## EXERCISE DIRECTIONS
Every entry must come back exactly as it was written.

## Dataset entries

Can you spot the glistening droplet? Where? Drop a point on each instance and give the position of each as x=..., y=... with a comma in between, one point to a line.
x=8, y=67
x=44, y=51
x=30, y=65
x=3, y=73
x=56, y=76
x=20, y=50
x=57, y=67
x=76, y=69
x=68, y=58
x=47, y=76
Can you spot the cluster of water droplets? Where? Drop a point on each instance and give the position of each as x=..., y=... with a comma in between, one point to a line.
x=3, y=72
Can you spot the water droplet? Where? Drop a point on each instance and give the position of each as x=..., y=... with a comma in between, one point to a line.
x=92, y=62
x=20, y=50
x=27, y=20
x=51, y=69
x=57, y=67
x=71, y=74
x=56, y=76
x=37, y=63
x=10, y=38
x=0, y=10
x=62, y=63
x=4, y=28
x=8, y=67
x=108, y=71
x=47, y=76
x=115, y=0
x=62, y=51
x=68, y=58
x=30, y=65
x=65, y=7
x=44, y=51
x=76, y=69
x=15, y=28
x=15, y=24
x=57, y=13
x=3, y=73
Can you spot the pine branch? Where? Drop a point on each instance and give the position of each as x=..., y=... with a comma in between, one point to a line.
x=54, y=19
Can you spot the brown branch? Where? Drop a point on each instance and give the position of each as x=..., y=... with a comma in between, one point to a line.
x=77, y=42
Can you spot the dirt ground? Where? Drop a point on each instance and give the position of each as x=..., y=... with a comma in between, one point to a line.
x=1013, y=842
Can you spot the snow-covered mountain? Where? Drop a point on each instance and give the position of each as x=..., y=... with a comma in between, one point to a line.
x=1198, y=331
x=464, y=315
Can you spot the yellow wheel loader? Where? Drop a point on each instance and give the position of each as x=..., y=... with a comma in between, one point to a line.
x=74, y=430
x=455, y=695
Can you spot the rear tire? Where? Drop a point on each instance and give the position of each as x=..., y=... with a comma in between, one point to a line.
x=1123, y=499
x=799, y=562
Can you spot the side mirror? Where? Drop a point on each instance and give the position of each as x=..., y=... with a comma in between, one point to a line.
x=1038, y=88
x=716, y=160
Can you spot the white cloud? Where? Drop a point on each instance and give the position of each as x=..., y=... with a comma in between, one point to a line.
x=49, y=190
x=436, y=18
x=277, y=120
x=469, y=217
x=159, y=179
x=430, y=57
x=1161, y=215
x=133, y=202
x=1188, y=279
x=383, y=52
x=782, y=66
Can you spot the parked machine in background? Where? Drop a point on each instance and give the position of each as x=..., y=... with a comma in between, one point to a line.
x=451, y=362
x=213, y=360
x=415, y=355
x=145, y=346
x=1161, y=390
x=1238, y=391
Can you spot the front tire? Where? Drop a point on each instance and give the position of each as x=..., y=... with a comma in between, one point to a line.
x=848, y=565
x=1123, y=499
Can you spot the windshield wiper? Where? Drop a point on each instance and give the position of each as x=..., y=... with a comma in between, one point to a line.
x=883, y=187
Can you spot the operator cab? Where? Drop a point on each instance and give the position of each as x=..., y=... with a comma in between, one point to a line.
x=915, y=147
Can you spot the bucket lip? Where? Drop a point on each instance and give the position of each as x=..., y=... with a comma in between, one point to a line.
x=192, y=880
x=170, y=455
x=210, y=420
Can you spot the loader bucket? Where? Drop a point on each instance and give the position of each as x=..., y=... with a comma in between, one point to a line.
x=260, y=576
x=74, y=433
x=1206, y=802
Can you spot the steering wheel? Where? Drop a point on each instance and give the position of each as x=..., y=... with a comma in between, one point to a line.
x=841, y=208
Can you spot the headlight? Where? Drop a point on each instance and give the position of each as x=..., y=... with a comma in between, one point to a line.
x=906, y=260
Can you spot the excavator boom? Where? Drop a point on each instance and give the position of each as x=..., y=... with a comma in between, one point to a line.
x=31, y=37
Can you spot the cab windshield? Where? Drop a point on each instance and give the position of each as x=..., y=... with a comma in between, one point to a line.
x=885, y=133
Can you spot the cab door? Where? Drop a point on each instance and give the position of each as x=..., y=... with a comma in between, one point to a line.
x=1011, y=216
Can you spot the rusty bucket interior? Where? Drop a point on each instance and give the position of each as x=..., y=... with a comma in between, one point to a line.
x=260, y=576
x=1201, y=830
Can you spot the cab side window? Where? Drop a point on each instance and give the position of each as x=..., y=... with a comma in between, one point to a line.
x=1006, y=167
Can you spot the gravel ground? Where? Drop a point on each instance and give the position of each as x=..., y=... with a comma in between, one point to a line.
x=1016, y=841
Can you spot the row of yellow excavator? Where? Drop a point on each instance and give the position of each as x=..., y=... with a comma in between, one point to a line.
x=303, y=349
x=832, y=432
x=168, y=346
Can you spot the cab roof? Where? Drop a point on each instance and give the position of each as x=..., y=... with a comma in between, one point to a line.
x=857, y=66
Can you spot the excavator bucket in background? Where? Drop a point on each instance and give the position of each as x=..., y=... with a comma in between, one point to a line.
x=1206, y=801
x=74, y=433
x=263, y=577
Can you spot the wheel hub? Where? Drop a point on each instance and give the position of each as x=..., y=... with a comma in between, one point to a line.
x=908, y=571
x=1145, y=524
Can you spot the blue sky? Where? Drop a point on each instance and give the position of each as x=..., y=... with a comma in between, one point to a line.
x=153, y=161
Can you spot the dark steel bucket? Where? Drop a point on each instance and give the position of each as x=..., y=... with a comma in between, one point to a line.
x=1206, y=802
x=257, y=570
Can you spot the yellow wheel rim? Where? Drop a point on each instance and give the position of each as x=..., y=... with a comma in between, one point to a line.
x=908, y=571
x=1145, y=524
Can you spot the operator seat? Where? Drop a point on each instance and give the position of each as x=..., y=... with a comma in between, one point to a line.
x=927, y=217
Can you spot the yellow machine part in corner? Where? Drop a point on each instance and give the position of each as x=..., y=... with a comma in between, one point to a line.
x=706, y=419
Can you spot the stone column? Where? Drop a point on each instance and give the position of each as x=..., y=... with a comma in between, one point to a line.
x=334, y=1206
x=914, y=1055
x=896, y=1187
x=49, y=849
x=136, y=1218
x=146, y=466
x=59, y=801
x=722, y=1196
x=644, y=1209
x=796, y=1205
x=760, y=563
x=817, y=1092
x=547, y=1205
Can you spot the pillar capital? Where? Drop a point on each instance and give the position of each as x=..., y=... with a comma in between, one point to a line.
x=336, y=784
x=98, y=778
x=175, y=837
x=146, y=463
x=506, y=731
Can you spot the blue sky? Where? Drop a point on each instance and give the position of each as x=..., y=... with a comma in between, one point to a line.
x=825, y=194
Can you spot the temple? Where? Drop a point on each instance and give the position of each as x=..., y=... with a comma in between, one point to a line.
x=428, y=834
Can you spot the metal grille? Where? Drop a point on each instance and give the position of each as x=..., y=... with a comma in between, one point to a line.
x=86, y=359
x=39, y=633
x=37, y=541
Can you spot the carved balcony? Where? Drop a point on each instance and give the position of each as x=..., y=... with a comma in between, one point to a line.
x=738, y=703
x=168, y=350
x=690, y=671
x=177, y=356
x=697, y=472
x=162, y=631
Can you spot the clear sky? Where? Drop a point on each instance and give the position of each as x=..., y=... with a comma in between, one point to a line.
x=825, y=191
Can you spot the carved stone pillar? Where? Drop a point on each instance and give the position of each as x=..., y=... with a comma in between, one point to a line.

## YOUR SOLUTION
Can you spot the glistening droplet? Where? Drop a point on each instance and give the position of each as x=..., y=... with a comma in between, one point to a line.
x=8, y=67
x=44, y=51
x=30, y=65
x=3, y=73
x=56, y=76
x=20, y=50
x=57, y=67
x=76, y=69
x=68, y=58
x=47, y=76
Can you spot the cluster of water droplets? Where? Drop a point on each instance and give the position of each as x=..., y=... with a comma in between, one point to a line.
x=3, y=72
Can you spot the water droplet? Where? Drop a point on each instance and give the position of each as x=..., y=... with a comma in between, one point to a line.
x=92, y=62
x=20, y=50
x=27, y=20
x=51, y=69
x=57, y=67
x=71, y=74
x=56, y=76
x=37, y=63
x=10, y=38
x=0, y=10
x=62, y=63
x=4, y=28
x=8, y=67
x=108, y=71
x=47, y=76
x=115, y=0
x=62, y=51
x=68, y=58
x=30, y=65
x=65, y=7
x=44, y=51
x=76, y=69
x=15, y=28
x=15, y=24
x=57, y=13
x=3, y=73
Can you spot the pine branch? Where? Drop a point on each instance and give the position of each as x=..., y=... with a comma in between, one point to a line.
x=54, y=19
Can you spot the brown branch? Where? Drop a point on each instance and give the position of each as x=..., y=... with a comma in between, one point to a line.
x=77, y=42
Can you spot the dirt ground? Where? Drop a point on each instance and give the position of each as x=..., y=... with a comma in between, one point to a line.
x=1013, y=842
Can you spot the snow-covered mountain? Where? Drop a point on each instance and give the position of each as x=..., y=... with a comma in between, one point to a line.
x=1198, y=331
x=464, y=315
Can you spot the yellow wheel loader? Where? Drop a point on each instance and give the position of each as x=..., y=... with a comma in between, one point to a line.
x=74, y=430
x=455, y=695
Can you spot the rear tire? Where? Drop a point on each instance and give the position of each as x=..., y=... with a comma in between, one point to a line.
x=1123, y=499
x=799, y=562
Can you spot the side mirror? Where? Drop a point on each instance and give the position of each as x=..., y=... with a comma in between, one point to a line.
x=1038, y=88
x=716, y=160
Can you spot the white cloud? Where? Drop a point on each instance and give the position of each as x=..., y=... with a comma in between, one point to a line.
x=49, y=190
x=436, y=18
x=277, y=120
x=469, y=217
x=159, y=179
x=430, y=57
x=1161, y=215
x=133, y=202
x=1188, y=279
x=383, y=52
x=782, y=66
Can you spot the parked machine in background? Where? Drop a point on each instance and give the position of each as x=..., y=... with a comma in between, one point to a line.
x=451, y=362
x=213, y=360
x=415, y=355
x=145, y=346
x=1161, y=390
x=1238, y=391
Can you spot the front tire? Where? Drop a point on each instance and give the position of each as x=..., y=... with a comma in between, one point to a line.
x=848, y=565
x=1123, y=499
Can you spot the windshield wiper? Where? Drop a point on each instance and give the position of each as x=..., y=... with a comma in between, one point to a line.
x=883, y=187
Can you spot the operator cab? Where? Drop a point on each instance and give the position of each as x=..., y=... with a comma in between, one point to a line.
x=915, y=147
Can you spot the bucket lip? Where? Drop a point on each instance and give the position of each as x=..., y=... with a comma in between, one point to a line.
x=192, y=880
x=170, y=455
x=210, y=420
Can you spot the loader bucket? Where? Drop a point on each instance and give the position of each as x=..., y=... with a comma in between, one point to a line.
x=260, y=576
x=74, y=433
x=1206, y=802
Can you spot the steering wheel? Where? Drop a point on each instance and give the position of each as x=..., y=... with a comma in between, one point to a line.
x=841, y=208
Can you spot the headlight? Where? Drop a point on each instance and give the position of each as x=..., y=... with a comma in between, one point to a line.
x=906, y=260
Can you spot the excavator boom? Where? Drop a point on each instance and give the position of each as x=..., y=... with a comma in between, one point to a line.
x=31, y=37
Can you spot the cab windshield? Where? Drop a point on each instance and give the position of each as x=..., y=... with a comma in between, one point to a line.
x=885, y=133
Can you spot the cab door? Where? Drop a point on each instance and give the position of each as x=..., y=... with a comma in between, one point to a line.
x=1011, y=216
Can you spot the rusty bucket interior? Where? Drop a point on each instance and give the position of each as x=..., y=... with a comma in between, one point to a line.
x=260, y=576
x=1201, y=830
Can you spot the cab side window? Where? Drop a point on each instance and give the position of each as x=..., y=... with a comma in between, one point to a line.
x=1006, y=167
Can you spot the gravel ground? Where? Drop a point on each instance and give the position of each as x=..., y=... with a comma in between, one point to a line.
x=1016, y=841
Can you spot the row of yellow excavator? Where? Drop a point on each instance and give the position of each as x=..., y=... with a comma in between, one point to a line.
x=303, y=349
x=832, y=432
x=168, y=346
Can you spot the cab roof? Where? Drop a point on each instance and give the position of each as x=..., y=... with a comma in between, one point to a line.
x=857, y=66
Can you spot the excavator bucket in background? Where? Drop a point on each instance and give the position of each as x=..., y=... with a comma in between, one point to a line.
x=1206, y=801
x=74, y=433
x=263, y=577
Can you spot the wheel hub? Where? Drop a point on each instance and give the position of each as x=..., y=... with a comma in between, one point to a line.
x=908, y=571
x=1145, y=524
Can you spot the blue sky? Where? Drop a point on each instance and give the position of each as x=..., y=... with a comma in between, one point to a line.
x=153, y=161
Can you spot the dark steel bucket? Where? Drop a point on each instance and give the position of each as x=..., y=... with a comma in between, one point to a line.
x=1206, y=802
x=257, y=570
Can you spot the yellow wheel rim? Where? Drop a point on each instance and give the position of each as x=..., y=... with a comma in between, one point to a line.
x=908, y=571
x=1145, y=524
Can you spot the operator seat? Where? Drop a point on each instance and give the position of each as x=..., y=... with a comma in between, one point to a line.
x=927, y=217
Can you spot the yellow machine part in corner? Where? Drop a point on each instance and give the position of each as x=..., y=... with a comma in between, one point to a line.
x=706, y=419
Can you spot the stone column? Where? Drop a point on each instance and give the position of each as x=..., y=... with a comma in between, one point to a line.
x=334, y=1206
x=914, y=1055
x=896, y=1187
x=49, y=849
x=136, y=1218
x=146, y=466
x=59, y=801
x=722, y=1196
x=644, y=1209
x=796, y=1205
x=760, y=563
x=817, y=1092
x=547, y=1205
Can you spot the pillar capital? Where? Drop a point on each instance and give the position of each as x=..., y=... with a comma in between, one point to a line.
x=336, y=784
x=98, y=778
x=175, y=837
x=146, y=463
x=506, y=731
Can you spot the blue sky? Where? Drop a point on each instance and give the position of each as x=..., y=... with a comma in between, one point to a line.
x=825, y=194
Can you spot the temple? Where? Drop a point on each instance and give the position of each as x=..., y=... with a comma in between, one point to a line.
x=428, y=834
Can you spot the metal grille? Where? Drop a point on each instance and give the position of each as x=..., y=... with a comma in between, one point to a line.
x=86, y=359
x=39, y=633
x=37, y=541
Can you spot the carved balcony? Where? Drop a point on each instance and give the position of each as x=..., y=... with a comma in between, one point to a line.
x=738, y=703
x=168, y=350
x=690, y=671
x=177, y=356
x=697, y=472
x=162, y=631
Can you spot the clear sky? Where? Drop a point on each instance and give the position of each as x=..., y=... with a comma in between, one point to a line.
x=825, y=191
Can you spot the carved stone pillar? Where? Drop a point on each instance and give the position of each as x=..., y=... with a comma in between, one point to a line.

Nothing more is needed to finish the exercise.